YOUR ASSIGNMENT – Lines with the word "instance" in them are the ones to copy from the records.

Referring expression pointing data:
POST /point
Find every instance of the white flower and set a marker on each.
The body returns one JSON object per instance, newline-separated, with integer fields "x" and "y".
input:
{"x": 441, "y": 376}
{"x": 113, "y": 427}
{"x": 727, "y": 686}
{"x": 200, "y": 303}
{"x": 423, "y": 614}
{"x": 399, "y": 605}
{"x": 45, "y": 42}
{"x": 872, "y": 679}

SOLUTION TO THE EXERCISE –
Find every instance of the white flower and set a marker on each.
The body returns one JSON object per instance, newline-separated, with integer fields "x" and "y".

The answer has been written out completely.